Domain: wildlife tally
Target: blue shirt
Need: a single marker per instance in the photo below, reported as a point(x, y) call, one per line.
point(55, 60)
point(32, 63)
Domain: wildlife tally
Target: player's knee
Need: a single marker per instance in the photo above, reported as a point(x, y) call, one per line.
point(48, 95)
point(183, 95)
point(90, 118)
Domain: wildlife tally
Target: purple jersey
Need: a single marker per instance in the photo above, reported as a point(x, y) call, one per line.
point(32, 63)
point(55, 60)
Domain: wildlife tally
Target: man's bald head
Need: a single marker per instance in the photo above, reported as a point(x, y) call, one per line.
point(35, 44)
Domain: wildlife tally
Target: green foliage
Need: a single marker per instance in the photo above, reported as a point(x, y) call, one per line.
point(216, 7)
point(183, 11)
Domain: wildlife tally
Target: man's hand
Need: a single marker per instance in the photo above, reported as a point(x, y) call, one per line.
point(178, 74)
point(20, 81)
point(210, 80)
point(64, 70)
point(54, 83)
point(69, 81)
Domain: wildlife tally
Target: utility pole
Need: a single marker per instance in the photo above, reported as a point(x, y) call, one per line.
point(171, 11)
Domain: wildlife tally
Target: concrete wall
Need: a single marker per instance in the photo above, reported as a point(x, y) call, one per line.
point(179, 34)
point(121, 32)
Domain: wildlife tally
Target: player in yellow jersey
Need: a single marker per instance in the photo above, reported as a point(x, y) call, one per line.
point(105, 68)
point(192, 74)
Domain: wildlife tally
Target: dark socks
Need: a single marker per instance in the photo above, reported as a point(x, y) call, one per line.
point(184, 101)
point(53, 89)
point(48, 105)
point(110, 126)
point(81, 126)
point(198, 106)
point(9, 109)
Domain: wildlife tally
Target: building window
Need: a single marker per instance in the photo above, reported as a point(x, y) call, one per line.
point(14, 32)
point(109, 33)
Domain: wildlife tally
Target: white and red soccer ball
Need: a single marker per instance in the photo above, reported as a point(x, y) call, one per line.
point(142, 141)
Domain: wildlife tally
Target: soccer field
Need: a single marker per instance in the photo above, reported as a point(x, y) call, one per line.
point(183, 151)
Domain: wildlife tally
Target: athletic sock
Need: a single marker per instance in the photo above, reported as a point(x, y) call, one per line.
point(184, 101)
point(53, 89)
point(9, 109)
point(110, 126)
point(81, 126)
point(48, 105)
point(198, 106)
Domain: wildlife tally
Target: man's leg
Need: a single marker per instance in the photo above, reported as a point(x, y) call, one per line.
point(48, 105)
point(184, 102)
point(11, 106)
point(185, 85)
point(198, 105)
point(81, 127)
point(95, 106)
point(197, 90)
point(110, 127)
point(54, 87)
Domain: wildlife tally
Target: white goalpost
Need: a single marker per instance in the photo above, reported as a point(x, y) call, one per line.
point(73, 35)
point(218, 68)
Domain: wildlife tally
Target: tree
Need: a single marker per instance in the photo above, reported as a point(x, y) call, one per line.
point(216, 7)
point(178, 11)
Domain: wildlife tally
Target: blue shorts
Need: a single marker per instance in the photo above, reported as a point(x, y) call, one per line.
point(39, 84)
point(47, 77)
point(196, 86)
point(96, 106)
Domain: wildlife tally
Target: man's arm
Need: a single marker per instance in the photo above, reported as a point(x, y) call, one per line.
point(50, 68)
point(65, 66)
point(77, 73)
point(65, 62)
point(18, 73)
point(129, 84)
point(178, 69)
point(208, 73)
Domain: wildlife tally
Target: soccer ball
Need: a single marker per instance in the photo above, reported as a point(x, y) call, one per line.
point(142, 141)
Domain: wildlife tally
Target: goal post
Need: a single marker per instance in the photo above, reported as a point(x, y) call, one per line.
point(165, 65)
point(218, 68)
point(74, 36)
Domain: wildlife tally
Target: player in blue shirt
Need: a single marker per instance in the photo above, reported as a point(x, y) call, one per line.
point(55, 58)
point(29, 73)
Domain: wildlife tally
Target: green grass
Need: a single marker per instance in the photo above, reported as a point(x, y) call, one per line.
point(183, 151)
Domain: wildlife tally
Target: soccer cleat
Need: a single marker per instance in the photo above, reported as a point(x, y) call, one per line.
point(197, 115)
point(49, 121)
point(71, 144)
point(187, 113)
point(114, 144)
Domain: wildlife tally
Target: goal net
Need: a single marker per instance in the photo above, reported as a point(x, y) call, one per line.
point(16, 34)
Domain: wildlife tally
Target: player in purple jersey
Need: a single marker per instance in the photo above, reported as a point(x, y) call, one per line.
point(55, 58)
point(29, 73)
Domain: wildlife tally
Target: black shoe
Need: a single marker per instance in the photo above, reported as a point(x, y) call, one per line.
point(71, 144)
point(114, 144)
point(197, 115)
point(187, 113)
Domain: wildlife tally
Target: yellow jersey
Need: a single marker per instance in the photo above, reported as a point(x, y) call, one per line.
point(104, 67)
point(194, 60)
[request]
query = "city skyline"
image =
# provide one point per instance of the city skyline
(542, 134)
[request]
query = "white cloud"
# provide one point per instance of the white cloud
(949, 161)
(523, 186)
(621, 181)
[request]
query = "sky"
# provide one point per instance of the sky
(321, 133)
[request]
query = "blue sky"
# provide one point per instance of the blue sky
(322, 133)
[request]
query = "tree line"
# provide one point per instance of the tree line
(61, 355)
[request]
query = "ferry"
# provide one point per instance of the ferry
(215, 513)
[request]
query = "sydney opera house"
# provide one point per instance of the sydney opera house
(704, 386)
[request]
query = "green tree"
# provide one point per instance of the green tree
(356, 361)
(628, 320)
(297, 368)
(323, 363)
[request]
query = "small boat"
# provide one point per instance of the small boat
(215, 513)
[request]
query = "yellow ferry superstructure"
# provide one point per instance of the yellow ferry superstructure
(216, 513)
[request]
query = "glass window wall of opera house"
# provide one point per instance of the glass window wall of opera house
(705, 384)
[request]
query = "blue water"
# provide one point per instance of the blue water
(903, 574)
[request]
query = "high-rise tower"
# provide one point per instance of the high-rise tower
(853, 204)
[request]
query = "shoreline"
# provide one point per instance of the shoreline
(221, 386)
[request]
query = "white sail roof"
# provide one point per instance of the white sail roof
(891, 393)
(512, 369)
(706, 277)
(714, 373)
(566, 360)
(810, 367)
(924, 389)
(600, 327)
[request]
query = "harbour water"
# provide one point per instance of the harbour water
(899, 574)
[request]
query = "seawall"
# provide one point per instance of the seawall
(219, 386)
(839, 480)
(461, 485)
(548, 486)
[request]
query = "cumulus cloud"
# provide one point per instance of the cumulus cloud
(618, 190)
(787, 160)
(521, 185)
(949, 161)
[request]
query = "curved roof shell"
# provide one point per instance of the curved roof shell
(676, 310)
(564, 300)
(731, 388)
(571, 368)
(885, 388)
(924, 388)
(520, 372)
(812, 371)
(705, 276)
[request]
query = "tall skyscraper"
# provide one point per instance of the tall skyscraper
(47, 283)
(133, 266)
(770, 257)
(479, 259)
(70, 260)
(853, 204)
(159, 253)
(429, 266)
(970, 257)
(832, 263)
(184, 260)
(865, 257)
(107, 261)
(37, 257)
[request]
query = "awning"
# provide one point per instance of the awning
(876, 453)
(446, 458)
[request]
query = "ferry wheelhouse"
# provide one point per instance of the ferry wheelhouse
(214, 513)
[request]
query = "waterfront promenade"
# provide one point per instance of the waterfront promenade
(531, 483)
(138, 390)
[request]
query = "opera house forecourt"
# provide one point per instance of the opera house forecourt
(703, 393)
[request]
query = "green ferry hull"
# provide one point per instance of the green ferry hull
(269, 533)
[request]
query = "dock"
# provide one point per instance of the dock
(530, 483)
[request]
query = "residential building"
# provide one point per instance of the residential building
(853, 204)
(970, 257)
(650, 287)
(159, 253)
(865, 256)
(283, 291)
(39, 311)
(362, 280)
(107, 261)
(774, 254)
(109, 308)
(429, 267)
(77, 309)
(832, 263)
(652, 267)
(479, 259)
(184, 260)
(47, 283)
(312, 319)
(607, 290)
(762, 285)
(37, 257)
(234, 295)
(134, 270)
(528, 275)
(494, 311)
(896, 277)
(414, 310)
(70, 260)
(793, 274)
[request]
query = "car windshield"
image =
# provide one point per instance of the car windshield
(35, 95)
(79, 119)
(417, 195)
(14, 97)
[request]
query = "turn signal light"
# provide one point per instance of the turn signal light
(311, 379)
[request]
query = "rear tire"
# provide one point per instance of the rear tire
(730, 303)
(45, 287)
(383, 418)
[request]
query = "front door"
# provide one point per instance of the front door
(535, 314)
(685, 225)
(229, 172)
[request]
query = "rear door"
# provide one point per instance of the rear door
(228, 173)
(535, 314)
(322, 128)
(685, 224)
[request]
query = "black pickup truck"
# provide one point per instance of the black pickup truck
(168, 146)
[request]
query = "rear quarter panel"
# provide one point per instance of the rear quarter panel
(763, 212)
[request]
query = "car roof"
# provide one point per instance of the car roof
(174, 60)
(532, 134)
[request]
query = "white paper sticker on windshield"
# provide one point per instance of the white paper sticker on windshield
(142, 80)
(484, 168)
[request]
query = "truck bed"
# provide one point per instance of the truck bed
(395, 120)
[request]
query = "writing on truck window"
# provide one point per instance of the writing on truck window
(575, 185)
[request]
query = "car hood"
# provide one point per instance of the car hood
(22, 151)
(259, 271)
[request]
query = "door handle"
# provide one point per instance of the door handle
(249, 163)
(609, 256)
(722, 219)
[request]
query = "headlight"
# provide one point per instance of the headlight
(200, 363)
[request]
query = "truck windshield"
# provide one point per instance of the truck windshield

◇ ◇ ◇

Problem —
Return each line of the entries above that contains the string "panel", matching case exactly.

Task result —
query = "rear quarter panel"
# provide one point per instance of the rear quarter panel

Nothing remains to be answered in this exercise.